__JOB__
Copy the material below verbatim, line for line.

__EXERCISE DATA__
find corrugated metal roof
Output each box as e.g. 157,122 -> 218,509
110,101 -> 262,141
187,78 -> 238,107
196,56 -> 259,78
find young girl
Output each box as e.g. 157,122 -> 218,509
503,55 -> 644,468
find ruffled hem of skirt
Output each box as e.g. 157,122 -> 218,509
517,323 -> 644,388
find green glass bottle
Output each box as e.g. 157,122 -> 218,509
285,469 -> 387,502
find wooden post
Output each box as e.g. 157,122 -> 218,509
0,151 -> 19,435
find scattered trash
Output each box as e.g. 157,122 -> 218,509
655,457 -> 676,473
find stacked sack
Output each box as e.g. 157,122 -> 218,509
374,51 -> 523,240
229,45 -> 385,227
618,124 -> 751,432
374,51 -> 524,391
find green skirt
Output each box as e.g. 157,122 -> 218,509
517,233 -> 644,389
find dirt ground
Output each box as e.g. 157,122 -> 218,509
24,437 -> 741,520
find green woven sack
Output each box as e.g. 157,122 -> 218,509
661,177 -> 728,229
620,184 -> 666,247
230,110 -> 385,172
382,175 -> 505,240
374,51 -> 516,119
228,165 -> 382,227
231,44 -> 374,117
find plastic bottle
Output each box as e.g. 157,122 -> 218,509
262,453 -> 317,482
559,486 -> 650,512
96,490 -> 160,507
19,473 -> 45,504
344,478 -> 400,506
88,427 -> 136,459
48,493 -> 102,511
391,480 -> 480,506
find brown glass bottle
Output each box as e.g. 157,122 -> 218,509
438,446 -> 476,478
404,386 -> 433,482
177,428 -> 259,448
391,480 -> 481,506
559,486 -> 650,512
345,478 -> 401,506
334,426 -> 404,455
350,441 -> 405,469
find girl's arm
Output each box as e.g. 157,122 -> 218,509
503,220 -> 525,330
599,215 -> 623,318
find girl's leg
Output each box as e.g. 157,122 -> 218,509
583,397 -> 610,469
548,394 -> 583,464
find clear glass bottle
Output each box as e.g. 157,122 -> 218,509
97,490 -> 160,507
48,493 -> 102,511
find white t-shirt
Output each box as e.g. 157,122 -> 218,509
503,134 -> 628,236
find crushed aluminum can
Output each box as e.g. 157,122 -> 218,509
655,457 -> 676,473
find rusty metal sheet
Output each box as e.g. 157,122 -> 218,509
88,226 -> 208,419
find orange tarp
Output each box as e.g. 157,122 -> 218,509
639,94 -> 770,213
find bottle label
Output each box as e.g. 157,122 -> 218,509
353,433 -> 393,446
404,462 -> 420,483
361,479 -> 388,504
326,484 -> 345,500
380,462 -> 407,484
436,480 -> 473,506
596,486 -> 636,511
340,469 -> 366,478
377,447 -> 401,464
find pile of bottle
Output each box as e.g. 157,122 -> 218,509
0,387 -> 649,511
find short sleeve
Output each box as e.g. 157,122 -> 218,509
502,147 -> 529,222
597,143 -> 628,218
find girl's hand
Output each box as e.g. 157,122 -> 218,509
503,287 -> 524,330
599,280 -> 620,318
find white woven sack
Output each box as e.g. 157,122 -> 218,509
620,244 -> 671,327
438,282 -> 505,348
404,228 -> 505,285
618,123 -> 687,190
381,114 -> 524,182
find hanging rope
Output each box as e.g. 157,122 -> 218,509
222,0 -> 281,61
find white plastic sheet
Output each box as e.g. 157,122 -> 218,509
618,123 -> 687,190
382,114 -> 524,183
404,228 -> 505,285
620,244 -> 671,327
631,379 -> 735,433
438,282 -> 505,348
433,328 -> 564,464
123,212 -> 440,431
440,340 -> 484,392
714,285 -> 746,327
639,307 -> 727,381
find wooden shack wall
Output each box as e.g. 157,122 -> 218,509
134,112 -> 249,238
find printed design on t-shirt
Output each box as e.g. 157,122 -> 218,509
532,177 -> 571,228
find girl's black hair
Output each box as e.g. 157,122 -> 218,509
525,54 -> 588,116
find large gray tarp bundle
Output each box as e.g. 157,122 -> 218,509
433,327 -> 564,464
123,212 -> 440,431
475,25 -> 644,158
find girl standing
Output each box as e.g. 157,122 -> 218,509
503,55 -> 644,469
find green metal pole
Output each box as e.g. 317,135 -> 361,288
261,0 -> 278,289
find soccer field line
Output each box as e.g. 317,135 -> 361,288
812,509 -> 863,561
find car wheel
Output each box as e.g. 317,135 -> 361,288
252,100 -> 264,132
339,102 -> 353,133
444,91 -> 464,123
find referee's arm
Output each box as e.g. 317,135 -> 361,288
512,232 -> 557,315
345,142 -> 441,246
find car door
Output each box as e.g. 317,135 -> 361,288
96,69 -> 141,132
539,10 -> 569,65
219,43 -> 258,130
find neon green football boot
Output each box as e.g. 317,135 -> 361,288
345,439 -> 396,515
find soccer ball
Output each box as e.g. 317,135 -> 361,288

__EXPECTED OUTPUT__
find corrugated metal roof
Output each box as e.g. 157,122 -> 218,509
110,101 -> 262,141
187,78 -> 238,107
196,56 -> 259,78
find young girl
Output each box as e.g. 157,122 -> 218,509
503,55 -> 644,468
find ruffled hem of skirt
Output each box as e.g. 157,122 -> 218,509
517,323 -> 644,388
find green glass bottle
Output each box as e.g. 157,122 -> 218,509
285,469 -> 387,502
find wooden post
Output each box as e.g. 157,122 -> 218,509
0,151 -> 19,435
find scattered trash
Output each box as e.g. 157,122 -> 218,509
655,457 -> 676,473
find stacked sack
Output each box as e.g. 157,122 -> 218,509
374,51 -> 523,240
229,45 -> 385,227
618,124 -> 751,432
374,51 -> 524,391
find green skirt
Output each box as e.g. 157,122 -> 218,509
517,233 -> 644,389
find dirt ground
Output each box as e.g. 157,122 -> 218,509
24,437 -> 741,520
find green woven sack
Output each box as e.g. 157,122 -> 218,509
661,177 -> 728,229
620,184 -> 666,247
230,110 -> 385,172
382,175 -> 505,240
374,51 -> 516,119
228,165 -> 382,227
231,44 -> 374,117
find plastic bottle
Output each box as e.g. 157,122 -> 218,509
262,453 -> 317,482
559,486 -> 650,512
96,490 -> 160,507
19,473 -> 45,504
344,478 -> 400,506
88,427 -> 136,459
48,493 -> 102,511
391,480 -> 480,506
find brown glass bottle
Output each box as e.g. 157,122 -> 218,509
438,446 -> 476,478
404,386 -> 433,482
177,428 -> 259,448
391,480 -> 481,506
559,486 -> 650,512
345,478 -> 401,506
334,426 -> 404,455
350,441 -> 405,469
find girl's arm
Output each box as e.g. 157,122 -> 218,509
503,220 -> 525,330
599,215 -> 623,318
find girl's leg
Output each box as e.g. 157,122 -> 218,509
583,397 -> 610,469
548,394 -> 583,464
find clear glass bottle
Output each box as e.g. 157,122 -> 218,509
97,490 -> 160,507
48,493 -> 102,511
find white t-shirt
Output each box as e.g. 157,122 -> 218,509
503,134 -> 628,236
find crushed aluminum can
Output each box as e.g. 157,122 -> 218,509
655,457 -> 676,473
find rusty metal sheet
Output each box as e.g. 157,122 -> 218,509
88,226 -> 208,419
find orange tarp
Output each box as e.g. 157,122 -> 218,509
639,94 -> 770,213
find bottle label
Output each box as e.g. 157,122 -> 218,509
353,433 -> 393,446
404,462 -> 420,483
361,479 -> 388,504
326,484 -> 345,500
380,462 -> 407,484
436,480 -> 473,506
596,486 -> 636,511
340,469 -> 366,478
377,447 -> 401,464
find pile of bottle
Output each box as e.g. 157,122 -> 218,509
0,387 -> 649,511
find short sleeve
Output each box as e.g. 157,122 -> 218,509
502,147 -> 529,222
597,143 -> 628,218
find girl's hand
Output each box as e.g. 157,122 -> 218,509
503,287 -> 524,330
599,280 -> 620,318
find white woven sack
Output each box as e.g. 157,122 -> 218,509
620,244 -> 671,327
438,282 -> 505,348
404,228 -> 505,285
618,123 -> 687,190
381,114 -> 524,182
find hanging rope
Output each box as e.g. 157,122 -> 218,509
222,0 -> 281,61
find white plastic sheet
Output each box as e.g. 157,122 -> 218,509
618,123 -> 687,190
382,114 -> 524,183
404,228 -> 505,285
620,244 -> 671,327
631,379 -> 735,433
438,282 -> 505,348
433,328 -> 564,464
123,212 -> 440,431
440,340 -> 484,392
714,285 -> 746,327
639,307 -> 727,381
find wooden shack wall
Output each box as e.g. 157,122 -> 218,509
134,112 -> 249,238
find printed design on t-shirt
Output each box as e.g. 157,122 -> 218,509
532,177 -> 571,228
find girl's black hair
Output each box as e.g. 157,122 -> 218,509
525,54 -> 588,116
find large gray tarp bundle
Output each box as e.g. 157,122 -> 218,509
433,327 -> 564,464
123,212 -> 440,431
475,25 -> 644,158
find girl standing
Output each box as e.g. 157,122 -> 218,509
503,55 -> 644,469
find green metal pole
Output each box as e.g. 317,135 -> 361,288
261,0 -> 278,289
find soccer field line
Output each box as e.g. 317,135 -> 361,288
812,509 -> 863,561
find car wheel
Output each box as e.g. 317,135 -> 361,288
252,100 -> 264,132
339,102 -> 353,133
444,91 -> 464,123
find referee's arm
Output each box as e.g. 317,135 -> 361,288
512,232 -> 557,315
345,142 -> 441,246
find car door
Output each box as e.g. 317,135 -> 361,288
96,69 -> 141,132
539,10 -> 569,65
219,43 -> 258,130
find neon green football boot
Output each box as e.g. 317,135 -> 361,288
345,439 -> 396,515
find soccer ball
Output each box as e.g. 317,135 -> 361,288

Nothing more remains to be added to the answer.